INPUT RECORDS =

###

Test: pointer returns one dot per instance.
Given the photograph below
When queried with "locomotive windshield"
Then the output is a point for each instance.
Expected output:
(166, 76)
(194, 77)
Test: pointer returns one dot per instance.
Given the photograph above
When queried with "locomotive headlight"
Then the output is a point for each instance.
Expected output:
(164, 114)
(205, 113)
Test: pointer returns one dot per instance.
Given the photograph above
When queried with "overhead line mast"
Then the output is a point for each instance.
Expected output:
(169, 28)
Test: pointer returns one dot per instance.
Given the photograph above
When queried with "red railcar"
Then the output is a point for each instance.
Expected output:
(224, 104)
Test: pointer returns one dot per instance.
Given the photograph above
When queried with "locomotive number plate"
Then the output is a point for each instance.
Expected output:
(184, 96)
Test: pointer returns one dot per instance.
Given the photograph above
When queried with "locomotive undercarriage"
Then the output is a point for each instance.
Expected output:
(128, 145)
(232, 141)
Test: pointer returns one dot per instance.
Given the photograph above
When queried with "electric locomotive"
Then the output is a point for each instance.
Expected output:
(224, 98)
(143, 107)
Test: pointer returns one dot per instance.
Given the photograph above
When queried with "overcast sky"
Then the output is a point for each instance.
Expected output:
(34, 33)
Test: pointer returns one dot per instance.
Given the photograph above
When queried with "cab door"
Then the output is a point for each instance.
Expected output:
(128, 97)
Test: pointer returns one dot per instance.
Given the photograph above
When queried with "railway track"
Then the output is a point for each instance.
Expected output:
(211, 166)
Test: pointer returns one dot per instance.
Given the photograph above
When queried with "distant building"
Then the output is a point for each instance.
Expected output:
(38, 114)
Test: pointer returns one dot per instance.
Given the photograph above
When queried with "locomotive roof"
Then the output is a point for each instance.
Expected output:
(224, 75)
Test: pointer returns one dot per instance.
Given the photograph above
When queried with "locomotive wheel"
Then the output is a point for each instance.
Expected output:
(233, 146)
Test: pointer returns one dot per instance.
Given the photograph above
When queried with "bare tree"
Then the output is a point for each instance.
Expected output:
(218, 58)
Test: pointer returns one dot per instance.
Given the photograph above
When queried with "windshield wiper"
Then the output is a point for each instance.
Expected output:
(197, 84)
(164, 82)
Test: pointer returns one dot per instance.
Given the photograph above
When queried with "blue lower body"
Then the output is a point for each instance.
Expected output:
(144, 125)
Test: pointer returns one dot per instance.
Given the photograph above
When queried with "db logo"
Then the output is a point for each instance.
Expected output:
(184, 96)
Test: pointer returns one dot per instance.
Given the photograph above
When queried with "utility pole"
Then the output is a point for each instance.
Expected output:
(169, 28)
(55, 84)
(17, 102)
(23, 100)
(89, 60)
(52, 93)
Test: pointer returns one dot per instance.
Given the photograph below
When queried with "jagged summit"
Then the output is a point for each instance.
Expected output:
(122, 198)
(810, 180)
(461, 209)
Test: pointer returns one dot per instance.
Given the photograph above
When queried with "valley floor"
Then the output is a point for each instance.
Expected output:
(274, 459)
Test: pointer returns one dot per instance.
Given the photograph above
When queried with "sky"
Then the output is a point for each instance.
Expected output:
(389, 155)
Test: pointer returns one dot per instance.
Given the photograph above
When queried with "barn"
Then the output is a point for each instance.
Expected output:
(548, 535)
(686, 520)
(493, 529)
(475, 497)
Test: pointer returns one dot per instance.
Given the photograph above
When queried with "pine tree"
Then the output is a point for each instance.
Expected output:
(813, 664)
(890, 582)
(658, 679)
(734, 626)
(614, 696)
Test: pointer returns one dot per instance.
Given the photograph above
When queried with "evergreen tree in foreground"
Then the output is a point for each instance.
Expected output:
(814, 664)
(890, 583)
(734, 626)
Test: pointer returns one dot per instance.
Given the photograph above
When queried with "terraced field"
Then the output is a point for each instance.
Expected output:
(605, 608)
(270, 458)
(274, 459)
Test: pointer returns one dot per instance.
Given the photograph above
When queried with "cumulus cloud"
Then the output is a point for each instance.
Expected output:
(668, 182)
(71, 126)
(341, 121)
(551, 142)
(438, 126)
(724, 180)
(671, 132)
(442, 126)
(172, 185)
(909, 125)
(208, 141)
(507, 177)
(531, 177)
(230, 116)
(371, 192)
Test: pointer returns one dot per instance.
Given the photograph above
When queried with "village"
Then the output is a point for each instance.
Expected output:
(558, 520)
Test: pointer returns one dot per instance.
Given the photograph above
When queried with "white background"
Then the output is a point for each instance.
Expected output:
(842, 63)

###

TASK DESCRIPTION = Repeat the entries exactly, all of them.

SOLUTION =
Test: pointer returns one dot per instance.
Given the photograph below
When queried with "locomotive windshield"
Then the output is a point for each instance.
Expected output:
(166, 76)
(194, 77)
Test: pointer returns one dot per instance.
Given the photograph above
When queried with "locomotive headlight"
Then the output is a point for each instance.
Expected output:
(164, 114)
(205, 113)
Test: pointer returns one dot per instance.
Given the photograph above
When queried with "overhead line mast"
Then the output is a point for each instance.
Expected output:
(169, 28)
Test: pointer returns one dot per instance.
Given the photograph above
When queried with "red railcar"
Then the output is a point for each instance.
Expected output:
(224, 104)
Test: pointer returns one dot per instance.
Given the photograph above
When queried with "locomotive number plate"
Then the output is a point for each instance.
Expected output:
(184, 96)
Test: pointer returns one dot per instance.
Given the photograph above
When queried with "locomotive undercarriage"
Then the output is a point for each instance.
Expected output:
(128, 145)
(232, 141)
Test: pointer returns one dot per instance.
Given the photograph above
When queried with "electric locomotive"
Then the output is a point for each instance.
Expected output:
(224, 98)
(143, 107)
Test: pointer returns one dot per instance.
Given the photograph above
When queried with "overcast sky"
Then the output is a point for each instance.
Expected output:
(34, 33)
Test: pointer returns one dot per instance.
Given the photograph above
When queried with "cab door"
Then the output is a point for each instance.
Expected output:
(128, 97)
Test: pointer returns one dot per instance.
Given the photograph above
When queried with "railway track"
Then the output is a point for each instance.
Expected output:
(211, 166)
Test: pointer returns one dot per instance.
Given the photograph above
When queried with "distant building"
Then the output is a point for each instance.
Expected output:
(38, 114)
Test: pointer returns one dot per instance.
Given the photograph above
When queried with "locomotive roof"
Then the output is a point for each instance.
Expected output:
(224, 75)
Test: pointer returns one dot per instance.
Given the photograph above
When queried with "locomotive wheel"
Then the output is a point for each instance.
Expected output:
(233, 146)
Test: pointer returns one dot per instance.
Given the photograph above
When queried with "bare tree"
Then the output is a point for each instance.
Expected output:
(218, 58)
Test: pointer returns one dot per instance.
Given the photograph above
When queried with "windshield wiper"
Then the output is a point for each instance.
Expected output:
(197, 84)
(164, 82)
Test: pointer returns one dot per instance.
Given the photograph above
When queried with "blue lower body"
Then the output is a point for each instance.
Expected output:
(144, 125)
Test: pointer returns one dot per instance.
Given the photograph above
When queried with "db logo"
Then the output is a point for each instance.
Expected output:
(184, 96)
Test: pointer returns one dot per instance.
Given the photograph above
When queried with "utility pole"
Then the output is a point for each instance.
Expected output:
(169, 28)
(55, 84)
(17, 102)
(23, 100)
(89, 60)
(52, 93)
Test: pointer returns one dot per instance.
Given the photograph below
When queried with "jagged summit"
Then the output is a point for each instance.
Expected output:
(122, 198)
(810, 180)
(461, 209)
Test: pointer returns one dot per instance.
Given the photograph above
When queried with "valley floor"
Then the output is a point for each instance.
Expected output:
(274, 459)
Test: pointer returns one dot per instance.
Given the photograph above
When queried with "sky"
Then the output is a point for each instance.
Expected output:
(389, 155)
Test: pointer returns one dot per instance.
Given the photograph above
When queried with "barn"
Then the output is a point for each instance.
Expected output:
(548, 535)
(686, 520)
(493, 529)
(475, 497)
Test: pointer returns one dot per instance.
Given the photograph above
When queried with "pine tree"
Then the output is a point for each instance.
Expected output:
(813, 664)
(890, 582)
(658, 679)
(734, 626)
(614, 696)
Test: pointer returns one dot per instance.
Given the photograph above
When queried with "evergreen tree in foreground"
Then the output is a point for each instance.
Expected output:
(814, 664)
(890, 583)
(734, 626)
Test: pointer returns one dot per instance.
Given the photograph above
When queried with "terraced field"
Then the output is a point for each instance.
Expected output:
(605, 608)
(270, 458)
(274, 459)
Test: pointer returns one dot per instance.
Given the photograph above
When queried with "cumulus cloud"
Then the output is a point for each instance.
Expected output:
(668, 182)
(71, 126)
(341, 121)
(551, 142)
(438, 126)
(724, 180)
(671, 132)
(442, 126)
(172, 185)
(909, 125)
(208, 141)
(507, 177)
(531, 177)
(230, 116)
(371, 192)
Test: pointer returns one dot per instance.
Given the photograph above
When queried with "village"
Then the output is a point for each instance.
Expected output:
(558, 520)
Test: pointer returns one dot per instance.
Given the photograph above
When queried with "white background"
Then the output is a point for each instance.
Expected output:
(842, 63)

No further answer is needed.